- Consigne -
Recopiez les lignes des données en partant de celle qui contient « the snow surface » et en allant jusqu'à la fin des données, s'il vous plaît. Remplacez-y « Target » par « Object » sans rien modifier d'autre.

- Données fournies -
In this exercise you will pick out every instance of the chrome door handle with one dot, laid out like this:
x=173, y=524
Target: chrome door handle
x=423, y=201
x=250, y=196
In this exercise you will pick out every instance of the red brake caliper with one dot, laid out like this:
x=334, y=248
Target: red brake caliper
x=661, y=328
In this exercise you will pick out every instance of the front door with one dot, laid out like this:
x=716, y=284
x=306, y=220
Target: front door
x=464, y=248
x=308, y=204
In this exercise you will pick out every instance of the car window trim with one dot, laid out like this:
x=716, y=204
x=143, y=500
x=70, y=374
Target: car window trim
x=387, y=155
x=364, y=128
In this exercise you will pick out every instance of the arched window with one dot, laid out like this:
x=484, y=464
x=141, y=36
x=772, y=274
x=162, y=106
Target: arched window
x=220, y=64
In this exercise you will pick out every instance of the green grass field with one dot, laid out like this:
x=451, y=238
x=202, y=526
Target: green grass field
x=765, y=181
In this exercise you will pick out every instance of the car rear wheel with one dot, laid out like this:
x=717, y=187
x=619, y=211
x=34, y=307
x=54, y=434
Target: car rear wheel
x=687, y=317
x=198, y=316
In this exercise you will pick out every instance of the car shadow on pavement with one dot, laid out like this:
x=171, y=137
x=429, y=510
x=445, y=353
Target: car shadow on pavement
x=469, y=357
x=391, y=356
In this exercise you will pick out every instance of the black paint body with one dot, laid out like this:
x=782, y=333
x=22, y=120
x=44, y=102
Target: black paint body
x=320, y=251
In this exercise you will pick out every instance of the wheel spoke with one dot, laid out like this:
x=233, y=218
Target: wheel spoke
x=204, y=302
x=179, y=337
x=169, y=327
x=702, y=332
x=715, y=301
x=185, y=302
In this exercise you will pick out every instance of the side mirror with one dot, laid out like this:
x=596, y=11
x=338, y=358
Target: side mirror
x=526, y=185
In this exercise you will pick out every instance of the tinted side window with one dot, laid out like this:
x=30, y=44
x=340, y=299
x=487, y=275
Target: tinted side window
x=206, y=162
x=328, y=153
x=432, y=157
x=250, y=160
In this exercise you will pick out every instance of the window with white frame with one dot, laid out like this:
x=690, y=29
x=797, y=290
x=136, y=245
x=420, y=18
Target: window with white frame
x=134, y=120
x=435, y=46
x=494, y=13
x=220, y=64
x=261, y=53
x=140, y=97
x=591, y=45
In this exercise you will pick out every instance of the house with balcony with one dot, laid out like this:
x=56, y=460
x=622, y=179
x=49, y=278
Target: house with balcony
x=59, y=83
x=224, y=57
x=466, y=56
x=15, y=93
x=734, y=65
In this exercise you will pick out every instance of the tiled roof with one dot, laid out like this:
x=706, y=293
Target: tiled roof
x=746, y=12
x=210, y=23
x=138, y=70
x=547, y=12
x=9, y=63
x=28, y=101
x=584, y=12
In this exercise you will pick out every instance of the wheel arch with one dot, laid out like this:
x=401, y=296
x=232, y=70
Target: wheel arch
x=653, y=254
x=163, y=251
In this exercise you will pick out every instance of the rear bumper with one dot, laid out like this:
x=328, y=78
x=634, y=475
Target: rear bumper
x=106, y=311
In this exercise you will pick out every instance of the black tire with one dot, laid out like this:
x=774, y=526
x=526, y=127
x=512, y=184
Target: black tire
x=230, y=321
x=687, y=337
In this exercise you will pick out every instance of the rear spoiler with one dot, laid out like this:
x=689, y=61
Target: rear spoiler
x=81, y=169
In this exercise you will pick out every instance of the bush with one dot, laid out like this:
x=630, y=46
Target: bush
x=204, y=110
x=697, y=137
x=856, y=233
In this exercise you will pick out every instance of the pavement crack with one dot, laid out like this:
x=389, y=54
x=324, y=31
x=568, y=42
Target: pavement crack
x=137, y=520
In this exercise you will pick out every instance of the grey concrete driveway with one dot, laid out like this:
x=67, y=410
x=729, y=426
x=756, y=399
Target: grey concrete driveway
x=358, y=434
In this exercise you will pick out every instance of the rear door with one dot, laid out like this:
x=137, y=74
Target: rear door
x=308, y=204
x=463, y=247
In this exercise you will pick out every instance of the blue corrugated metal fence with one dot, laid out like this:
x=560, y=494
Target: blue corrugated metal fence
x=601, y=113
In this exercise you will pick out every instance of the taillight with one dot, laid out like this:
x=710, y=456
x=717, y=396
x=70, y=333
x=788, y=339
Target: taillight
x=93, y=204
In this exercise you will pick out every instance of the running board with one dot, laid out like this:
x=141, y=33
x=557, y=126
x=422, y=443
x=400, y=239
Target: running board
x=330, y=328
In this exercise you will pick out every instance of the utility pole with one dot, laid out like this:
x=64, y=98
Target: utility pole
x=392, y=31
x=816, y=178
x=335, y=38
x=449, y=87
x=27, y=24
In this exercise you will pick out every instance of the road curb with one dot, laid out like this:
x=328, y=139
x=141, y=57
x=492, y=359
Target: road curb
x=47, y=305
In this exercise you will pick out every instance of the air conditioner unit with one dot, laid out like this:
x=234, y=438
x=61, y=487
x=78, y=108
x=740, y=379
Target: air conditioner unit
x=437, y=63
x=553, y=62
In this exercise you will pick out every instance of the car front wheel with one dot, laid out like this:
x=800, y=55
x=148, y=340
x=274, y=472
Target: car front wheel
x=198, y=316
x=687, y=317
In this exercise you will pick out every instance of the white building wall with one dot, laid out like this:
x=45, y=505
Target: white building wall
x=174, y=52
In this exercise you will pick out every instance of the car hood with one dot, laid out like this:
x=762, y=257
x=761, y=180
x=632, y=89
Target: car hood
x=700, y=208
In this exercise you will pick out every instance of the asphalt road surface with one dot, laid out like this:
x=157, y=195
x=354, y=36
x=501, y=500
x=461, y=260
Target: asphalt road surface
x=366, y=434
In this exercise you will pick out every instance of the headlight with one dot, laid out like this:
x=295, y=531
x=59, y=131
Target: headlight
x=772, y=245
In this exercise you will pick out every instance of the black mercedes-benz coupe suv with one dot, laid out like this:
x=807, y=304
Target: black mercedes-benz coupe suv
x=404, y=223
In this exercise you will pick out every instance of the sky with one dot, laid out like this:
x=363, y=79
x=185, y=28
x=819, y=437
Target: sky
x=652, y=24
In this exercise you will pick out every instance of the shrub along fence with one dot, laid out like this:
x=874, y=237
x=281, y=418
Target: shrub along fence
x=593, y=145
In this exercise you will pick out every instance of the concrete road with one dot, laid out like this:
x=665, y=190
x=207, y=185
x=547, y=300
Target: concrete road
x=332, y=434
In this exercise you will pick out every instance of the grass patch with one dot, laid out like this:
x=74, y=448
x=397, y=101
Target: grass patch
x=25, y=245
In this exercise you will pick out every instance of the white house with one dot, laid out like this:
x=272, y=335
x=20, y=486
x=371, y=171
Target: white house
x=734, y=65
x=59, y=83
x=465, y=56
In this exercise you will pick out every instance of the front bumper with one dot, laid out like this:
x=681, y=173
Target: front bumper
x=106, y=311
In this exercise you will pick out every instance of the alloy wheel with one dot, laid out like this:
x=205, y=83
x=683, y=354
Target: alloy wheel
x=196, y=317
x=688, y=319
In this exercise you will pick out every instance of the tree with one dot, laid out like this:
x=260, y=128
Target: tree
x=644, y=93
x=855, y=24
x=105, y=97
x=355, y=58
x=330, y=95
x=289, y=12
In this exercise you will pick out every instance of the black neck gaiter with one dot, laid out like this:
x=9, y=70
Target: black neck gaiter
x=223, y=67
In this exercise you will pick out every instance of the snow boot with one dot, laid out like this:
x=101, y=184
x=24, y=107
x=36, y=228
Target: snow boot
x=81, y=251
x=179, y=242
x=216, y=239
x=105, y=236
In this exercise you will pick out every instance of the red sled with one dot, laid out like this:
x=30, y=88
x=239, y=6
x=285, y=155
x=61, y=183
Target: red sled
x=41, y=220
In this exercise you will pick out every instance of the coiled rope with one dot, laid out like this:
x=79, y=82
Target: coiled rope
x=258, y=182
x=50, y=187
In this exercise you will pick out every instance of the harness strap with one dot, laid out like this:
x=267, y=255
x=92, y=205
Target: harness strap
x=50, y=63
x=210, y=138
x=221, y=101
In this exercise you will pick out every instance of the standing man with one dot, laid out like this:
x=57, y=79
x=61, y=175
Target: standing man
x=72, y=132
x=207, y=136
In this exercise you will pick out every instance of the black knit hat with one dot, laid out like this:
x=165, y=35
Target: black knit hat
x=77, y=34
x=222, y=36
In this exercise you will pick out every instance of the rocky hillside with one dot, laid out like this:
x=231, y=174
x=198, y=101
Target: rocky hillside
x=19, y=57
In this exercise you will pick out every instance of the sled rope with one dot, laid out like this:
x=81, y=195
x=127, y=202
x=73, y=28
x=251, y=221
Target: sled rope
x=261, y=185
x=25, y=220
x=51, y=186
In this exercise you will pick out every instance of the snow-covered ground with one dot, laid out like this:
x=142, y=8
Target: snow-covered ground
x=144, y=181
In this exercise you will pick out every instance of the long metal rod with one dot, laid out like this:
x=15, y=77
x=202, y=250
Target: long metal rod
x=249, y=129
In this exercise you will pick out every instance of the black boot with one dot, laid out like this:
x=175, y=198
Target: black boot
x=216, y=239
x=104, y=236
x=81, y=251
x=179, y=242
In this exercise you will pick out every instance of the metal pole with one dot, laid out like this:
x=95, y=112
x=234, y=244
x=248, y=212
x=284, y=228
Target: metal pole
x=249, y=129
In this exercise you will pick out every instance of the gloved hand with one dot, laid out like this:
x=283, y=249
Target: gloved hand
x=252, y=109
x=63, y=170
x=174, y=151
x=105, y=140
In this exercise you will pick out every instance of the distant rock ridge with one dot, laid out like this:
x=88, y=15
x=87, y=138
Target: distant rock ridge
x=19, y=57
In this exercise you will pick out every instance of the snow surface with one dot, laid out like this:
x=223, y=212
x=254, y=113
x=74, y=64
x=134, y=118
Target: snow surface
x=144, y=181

- Réponse -
In this exercise you will pick out every instance of the snow surface with one dot, laid out like this:
x=223, y=212
x=254, y=113
x=74, y=64
x=134, y=118
Object: snow surface
x=144, y=181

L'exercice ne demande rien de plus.